**TASK**
Put the entries that begin at the line containing "query: the noun phrase to segment: brown" and stop after the line containing "388L251 388L255 403L283" into a two-column CSV with the headers "entry" and "answer", one row per entry. Place each field in quotation marks, turn its line breaks into spaces, and leave the pictures out.

Entries from a data source
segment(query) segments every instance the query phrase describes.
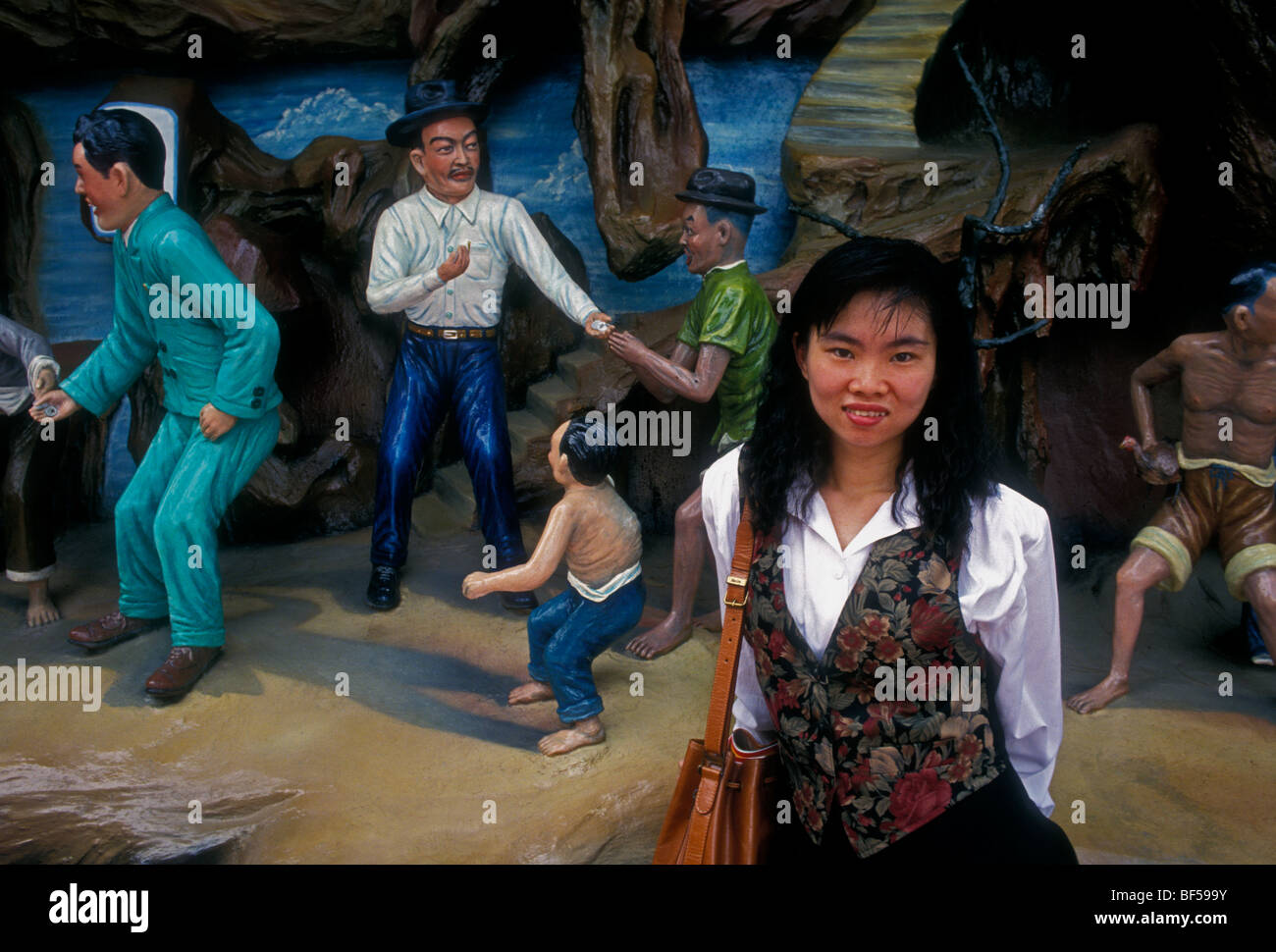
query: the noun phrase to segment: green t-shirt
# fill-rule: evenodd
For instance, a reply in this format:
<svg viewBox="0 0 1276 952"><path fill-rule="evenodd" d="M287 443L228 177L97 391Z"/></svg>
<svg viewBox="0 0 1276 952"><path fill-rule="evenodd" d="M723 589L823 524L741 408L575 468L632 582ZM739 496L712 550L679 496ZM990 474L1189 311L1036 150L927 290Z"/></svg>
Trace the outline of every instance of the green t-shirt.
<svg viewBox="0 0 1276 952"><path fill-rule="evenodd" d="M753 433L771 342L778 329L771 301L748 264L740 262L704 276L678 339L688 347L713 343L731 351L717 388L721 416L713 431L715 447L722 436L743 443Z"/></svg>

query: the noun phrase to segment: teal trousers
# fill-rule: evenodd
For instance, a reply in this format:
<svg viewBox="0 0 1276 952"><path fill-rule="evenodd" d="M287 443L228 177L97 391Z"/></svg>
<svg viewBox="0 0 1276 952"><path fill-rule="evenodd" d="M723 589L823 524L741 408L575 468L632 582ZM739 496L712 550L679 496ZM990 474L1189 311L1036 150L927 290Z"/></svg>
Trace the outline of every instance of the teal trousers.
<svg viewBox="0 0 1276 952"><path fill-rule="evenodd" d="M218 440L168 411L115 507L120 611L168 615L174 646L225 644L217 527L279 434L279 415L240 419Z"/></svg>

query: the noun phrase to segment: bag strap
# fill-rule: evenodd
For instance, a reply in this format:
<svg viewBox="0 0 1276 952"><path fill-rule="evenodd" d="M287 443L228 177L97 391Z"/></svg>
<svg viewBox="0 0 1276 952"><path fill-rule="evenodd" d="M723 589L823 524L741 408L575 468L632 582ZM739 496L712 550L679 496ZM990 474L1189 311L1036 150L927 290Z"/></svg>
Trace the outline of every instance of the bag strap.
<svg viewBox="0 0 1276 952"><path fill-rule="evenodd" d="M741 494L743 495L743 494ZM740 664L740 627L744 606L749 601L749 568L753 564L753 513L746 499L740 500L740 527L735 531L735 551L726 577L726 618L722 620L722 642L718 646L709 715L704 725L704 753L726 758L730 739L731 704L735 701L735 669Z"/></svg>

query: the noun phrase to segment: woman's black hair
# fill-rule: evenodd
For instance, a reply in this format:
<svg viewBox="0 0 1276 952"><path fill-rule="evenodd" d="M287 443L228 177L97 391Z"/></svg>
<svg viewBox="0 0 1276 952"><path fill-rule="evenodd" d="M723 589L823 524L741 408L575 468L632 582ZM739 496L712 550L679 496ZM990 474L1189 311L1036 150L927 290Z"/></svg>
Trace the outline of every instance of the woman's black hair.
<svg viewBox="0 0 1276 952"><path fill-rule="evenodd" d="M149 119L128 108L96 108L75 120L71 142L102 176L124 162L148 189L163 189L163 137Z"/></svg>
<svg viewBox="0 0 1276 952"><path fill-rule="evenodd" d="M597 413L601 417L602 413ZM567 468L583 486L597 486L616 465L616 438L605 420L574 416L559 440L559 453L567 457Z"/></svg>
<svg viewBox="0 0 1276 952"><path fill-rule="evenodd" d="M931 537L956 544L954 551L960 551L970 533L971 505L995 489L975 346L951 276L923 245L901 239L859 237L835 248L815 262L794 295L792 313L771 348L766 393L744 449L744 486L754 524L763 532L782 524L789 491L800 477L810 480L803 508L828 479L829 430L812 405L794 339L805 343L813 331L828 331L851 299L864 292L888 295L883 320L891 320L891 311L905 302L930 316L937 342L935 384L905 433L896 489L911 462L923 528ZM930 433L928 417L938 424ZM898 507L897 493L896 521Z"/></svg>

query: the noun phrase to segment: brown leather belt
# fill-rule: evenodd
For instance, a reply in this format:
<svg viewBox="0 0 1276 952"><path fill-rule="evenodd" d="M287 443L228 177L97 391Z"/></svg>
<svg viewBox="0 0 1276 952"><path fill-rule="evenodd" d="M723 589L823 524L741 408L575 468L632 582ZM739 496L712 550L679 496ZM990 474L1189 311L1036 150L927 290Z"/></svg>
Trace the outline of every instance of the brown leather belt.
<svg viewBox="0 0 1276 952"><path fill-rule="evenodd" d="M496 337L494 327L421 327L410 320L407 329L433 341L491 341Z"/></svg>

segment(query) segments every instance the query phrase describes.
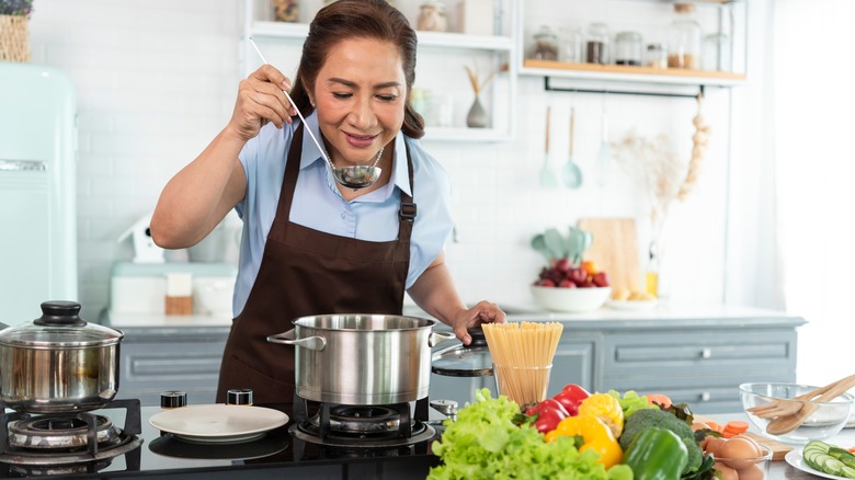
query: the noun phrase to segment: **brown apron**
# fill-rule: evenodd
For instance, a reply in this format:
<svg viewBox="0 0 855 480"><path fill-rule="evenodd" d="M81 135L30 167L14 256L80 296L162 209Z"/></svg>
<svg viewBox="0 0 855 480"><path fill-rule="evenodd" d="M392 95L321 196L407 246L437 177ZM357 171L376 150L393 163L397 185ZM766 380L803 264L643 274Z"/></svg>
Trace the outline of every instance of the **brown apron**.
<svg viewBox="0 0 855 480"><path fill-rule="evenodd" d="M232 388L251 388L255 403L283 404L293 412L294 346L266 341L293 328L298 317L323 313L400 315L410 266L412 197L401 192L398 239L371 242L324 233L289 221L300 170L303 125L288 149L280 192L258 277L243 311L231 324L223 353L217 403ZM412 183L412 160L407 150ZM365 352L371 355L371 352ZM328 365L327 368L335 368Z"/></svg>

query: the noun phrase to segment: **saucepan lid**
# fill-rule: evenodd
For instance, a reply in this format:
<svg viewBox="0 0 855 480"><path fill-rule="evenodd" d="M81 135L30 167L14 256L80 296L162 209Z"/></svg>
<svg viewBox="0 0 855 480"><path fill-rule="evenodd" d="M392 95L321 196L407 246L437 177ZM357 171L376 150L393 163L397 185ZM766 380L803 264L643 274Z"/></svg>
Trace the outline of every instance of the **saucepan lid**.
<svg viewBox="0 0 855 480"><path fill-rule="evenodd" d="M469 345L454 345L434 352L431 372L447 377L491 377L493 359L481 328L469 330L472 342Z"/></svg>

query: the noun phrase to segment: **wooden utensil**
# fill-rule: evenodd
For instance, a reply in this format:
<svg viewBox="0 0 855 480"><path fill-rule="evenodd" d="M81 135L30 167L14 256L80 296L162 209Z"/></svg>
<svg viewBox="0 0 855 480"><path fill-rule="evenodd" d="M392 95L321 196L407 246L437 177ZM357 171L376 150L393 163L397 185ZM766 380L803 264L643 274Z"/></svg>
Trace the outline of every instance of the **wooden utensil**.
<svg viewBox="0 0 855 480"><path fill-rule="evenodd" d="M806 401L801 410L790 415L778 416L766 425L766 433L770 435L783 435L785 433L793 432L798 428L799 425L810 416L817 409L820 408L819 403L833 400L841 395L845 393L850 388L855 387L855 376L846 377L834 385L829 391L821 395L813 401ZM818 402L818 403L814 403Z"/></svg>
<svg viewBox="0 0 855 480"><path fill-rule="evenodd" d="M641 266L636 220L632 218L581 218L578 227L593 235L584 260L593 260L608 274L613 290L640 292Z"/></svg>
<svg viewBox="0 0 855 480"><path fill-rule="evenodd" d="M745 409L746 412L751 412L761 419L774 419L776 416L784 416L784 415L791 415L799 410L801 410L802 407L805 407L806 401L811 401L814 398L825 393L830 389L834 388L835 385L840 384L841 381L845 381L848 379L855 378L855 375L851 375L845 378L841 378L837 381L832 381L831 384L818 388L816 390L809 391L807 393L802 393L798 397L794 397L791 399L775 399L766 404L752 407L750 409Z"/></svg>

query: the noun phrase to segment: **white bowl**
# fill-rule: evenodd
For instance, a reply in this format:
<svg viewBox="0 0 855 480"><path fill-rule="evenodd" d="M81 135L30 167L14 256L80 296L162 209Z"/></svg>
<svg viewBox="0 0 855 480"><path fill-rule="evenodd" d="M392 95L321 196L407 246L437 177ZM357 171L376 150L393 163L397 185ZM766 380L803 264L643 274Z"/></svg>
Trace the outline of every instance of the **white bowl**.
<svg viewBox="0 0 855 480"><path fill-rule="evenodd" d="M561 288L532 285L535 300L547 310L582 312L602 307L612 295L612 287Z"/></svg>

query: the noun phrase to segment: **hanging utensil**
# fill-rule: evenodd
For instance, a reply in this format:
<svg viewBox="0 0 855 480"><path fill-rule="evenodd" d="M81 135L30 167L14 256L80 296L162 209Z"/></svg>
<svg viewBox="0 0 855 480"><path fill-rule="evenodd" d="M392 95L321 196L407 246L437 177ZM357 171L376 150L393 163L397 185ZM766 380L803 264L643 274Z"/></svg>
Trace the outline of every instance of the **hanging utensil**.
<svg viewBox="0 0 855 480"><path fill-rule="evenodd" d="M252 39L252 37L250 37L249 41L250 44L252 44L252 47L255 48L255 53L259 54L261 61L267 65L267 60L264 59L264 55L262 55L259 46L255 45L255 42ZM303 124L306 125L306 118L303 117L303 113L300 113L299 108L297 108L297 104L294 103L294 100L292 100L288 92L283 90L282 93L285 93L285 98L288 99L288 102L290 102L292 106L294 106L294 111L297 112L297 116L300 117ZM318 150L321 152L321 157L323 157L323 160L327 160L327 164L330 167L332 178L335 179L335 182L338 182L340 185L346 186L347 188L360 190L374 185L374 183L380 178L383 169L377 167L377 163L380 161L380 157L383 157L383 148L380 148L380 151L377 153L377 158L374 159L374 163L371 165L335 167L332 164L332 160L327 157L326 150L323 147L321 147L318 139L315 138L315 134L311 132L311 128L307 126L306 132L309 133L309 136L311 137L312 141L315 141L315 145L318 146Z"/></svg>
<svg viewBox="0 0 855 480"><path fill-rule="evenodd" d="M540 167L540 186L555 188L558 186L558 179L555 178L552 168L549 165L549 117L551 107L546 107L546 147L544 151L544 164Z"/></svg>
<svg viewBox="0 0 855 480"><path fill-rule="evenodd" d="M570 108L570 147L568 149L567 162L561 168L561 181L568 188L579 188L582 186L582 171L573 162L573 130L575 125L575 107Z"/></svg>
<svg viewBox="0 0 855 480"><path fill-rule="evenodd" d="M606 186L608 183L609 160L612 159L612 145L608 142L608 114L606 101L608 94L603 98L603 114L600 118L600 152L596 156L596 184Z"/></svg>

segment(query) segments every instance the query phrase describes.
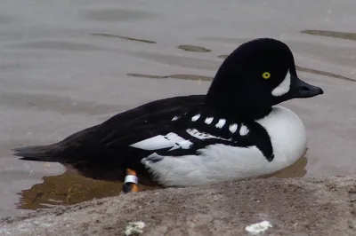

**RESULT OF THE TASK**
entry,answer
"query: the noun phrase to segment: brown leather belt # fill-rule: evenodd For instance, a reply in this format: <svg viewBox=""0 0 1276 952""><path fill-rule=""evenodd"" d=""M287 443L228 177L97 391Z""/></svg> <svg viewBox=""0 0 1276 952""><path fill-rule=""evenodd"" d=""M723 589L823 524L741 408L575 468L632 582ZM739 496L712 550L679 496ZM990 474L1189 311L1036 150L927 290Z""/></svg> Trace the outline of every instance of the brown leather belt.","<svg viewBox=""0 0 1276 952""><path fill-rule=""evenodd"" d=""M496 337L494 327L421 327L410 320L407 329L433 341L491 341Z""/></svg>"
"segment(query) segments every instance the query phrase describes. query: the noun phrase to segment: **brown apron** # fill-rule: evenodd For instance, a reply in this format: <svg viewBox=""0 0 855 480""><path fill-rule=""evenodd"" d=""M81 135L30 167L14 256L80 296L162 209Z""/></svg> <svg viewBox=""0 0 855 480""><path fill-rule=""evenodd"" d=""M392 95L321 196L407 246L437 177ZM357 171L376 150L393 163L397 185ZM766 380L803 264L643 274Z""/></svg> Trace the outline of every instance of the **brown apron**.","<svg viewBox=""0 0 855 480""><path fill-rule=""evenodd"" d=""M232 388L251 388L255 403L283 404L293 412L294 346L266 341L293 328L298 317L323 313L400 315L410 266L412 197L401 192L398 239L371 242L324 233L289 221L300 170L303 125L288 149L280 192L258 277L243 311L231 324L223 353L217 403ZM412 183L412 160L407 150ZM365 352L371 355L371 352ZM328 365L327 368L335 368Z""/></svg>"